Задачи для решения:
**a.** Согласуются ли с отрывком о монографии Й. Ланкутиса эти утверждения: (i) поэмы Ю. Марцинкявичюса переводили на русский А. Межиров и Д. Самойлов; (ii) лирика Ю. Марцинкявичюса дошла до русского читателя почти полностью; (iii) в монографии разобраны только произведения, переведенные на русский язык? Для каждого ответьте «да» или «нет» и дословно приведите решающие слова отрывка.
**b.** Продолжите, пожалуйста, отрывок о монографии Й. Ланкутиса, начав сразу после его последнего предложения.

Отрывок для чтения:
◆ ◆ ◆ ◆ ◆
Русскому читателю о литовском поэте

Ионас Ланкутис, Поэтический мир Юстинаса Марцинкявичюса, «Советский писатель», М. 1980, 248 стр. Перевод с литовского Б. Залесской.

Место, которое занимает творчество Юстинаса Марцинкявичюса в современной советской поэзии, столь значительно, интерес к нему всесоюзного читателя столь велик, что монографическая работа Й. Ланкутиса, естественно, встретит дружеское внимание нашей литературной общественности. Тем более, что исследование это касается не только всех ипостасей творчества художника – лирики, прозы, поэм и драматических поэм, – но и ставит это творчество в широкий контекст исканий, размышлений, завоеваний всей современной литовской литературы.

Художник одной из братских республик Советского Союза утверждается в сознании русского читателя по-разному. И если речь идет о поэте, то тут особенно возрастает значение тех, кто воссоздает на русском языке иноязычное произведение. В этом смысле Ю. Марцинкявичюсу «повезло», потому что в лице двух хороших русских поэтов – А. Межирова и Д. Самойлова – он обрел переводчиков, до самой глубины проникших в замысел собрата, сделавших фактом всей советской литературы самые значительные поэмы и драматические поэмы литовского мастера. Кстати, «повезло» и автору книги о литовском поэте. Я имею в виду высокое качество перевода Б. Залесской.

Особое значение работа Й. Ланкутиса приобретает и потому, что в ней убедительно раскрыт «облик» всей лирики Ю. Марцинкявичюса, которая дошла до русского читателя лишь в очень небольшой своей части.

Не менее существенно и то, что в монографии показан путь художника к драматургии и театру, а также дан анализ тех произведений, которые не были переведены на русский язык, но без которых общая «карта» творчества поэта была бы неполной. Определяя основные черты становления таланта Ю. Марцинкявичюса, Й. Ланкутис справедливо говорит и о «ранней взрослости» своего героя, и одновременно о какой-то замедленной крестьянской обстоятельности в решении всех идейно-творческих вопросов.

«…Свою автобиографию, – говорит Й. Ланкутис, – он пишет как эпос, начиная с тех времен, когда «времени еще не было» или когда были только времена года, как в поэме Кристионаса Донелайтиса.

…Отец поет по старинной книге, в которой полно странных и непонятных слов, вздрагивает под потолком лампа, когда, вторя ему, мы затягиваем:

Видел гору Кальварии,

Слезы горькие Марии.

 

И я все это вижу. На глинобитном полу совершается первая моя драма, сочный голос отца рассказывает мой первый эпос, тонкими голосками сестер звучит моя первая поэзия». Эта естественная связь памяти об «эпическом состоянии мира» с глубоким и беспощадным восприятием многосложных и великих событий современности и определила особую зрелость и силу в решении вопросов, которые ставит сегодня перед человеком и человечеством история.

В статье «Мир Шолохова» А Макаров, говоря о «Поднятой целине», утверждал, что «социально-историческое в романе выступает перед нами в его этическом выражении. И это делает книгу бессмертной». Я не «присуждаю» творчество Ю. Марцинкявичюса к бессмертию, но долгую жизнь многих его произведений в сознании читателей наших и зарубежных, как мне кажется, следует объяснить именно той особенностью мировосприятия, о какой говорил А. Макаров.
◆ ◆ ◆ ◆ ◆
Исходные материалы:
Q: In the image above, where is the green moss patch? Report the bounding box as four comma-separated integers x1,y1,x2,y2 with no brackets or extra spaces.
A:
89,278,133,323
◆ ◆ ◆ ◆ ◆
Ответы к заданиям:
**a.**
(i) Да: «в лице двух хороших русских поэтов – А. Межирова и Д. Самойлова – он обрел переводчиков».
(ii) Нет: «которая дошла до русского читателя лишь в очень небольшой своей части».
(iii) Нет: «дан анализ тех произведений, которые не были переведены на русский язык».

**b.**
Это хорошо понимает и автор книги «Поэтический мир Юстинаса Марцинкявичюса». Наиболее обстоятельно и глубоко анализирует Й. Ланкутис три поэмы («Кровь и пепел», «Донелайтис», «Стена») и три драматические поэмы («Миндаугас», «Мажвидас», «Собор») Ю. Марцинкявичюса. И это естественно, потому что они наиболее бесспорны и по силе своей, и по значению их как для творчества самого поэта, так и для всей советской поэзии.

Конечно, за литовским мастером остается приоритет в постановке вопроса о сложном формировании мировоззрения и характера «смятенного молодого человека» 50-х годов. В ряду аналогичных по материалу произведений повесть «Сосна, которая смеялась» выделяется и по своей поэтической силе, и по своей искренности. Но прав Й. Ланкутис, утверждая, что и «конфликт поколений», и расчет молодого героя с «тотальным пессимизмом» при несомненных достоинствах произведения все же решаются несколько облегченно и «камерно» и «проклятые вопросы» времени с гораздо большей широтой и силой встают в поэмах и драматических поэмах литовского мастера.

Несомненно, всесоюзное признание пришло к Ю. Марцинкявичюсу после того, как начала свою жизнь за пределами Литвы поэма «Кровь и пепел». Й. Ланкутис убедительно раскрывает эпическую силу поэмы и ее активный, воинствующий гуманистический пафос.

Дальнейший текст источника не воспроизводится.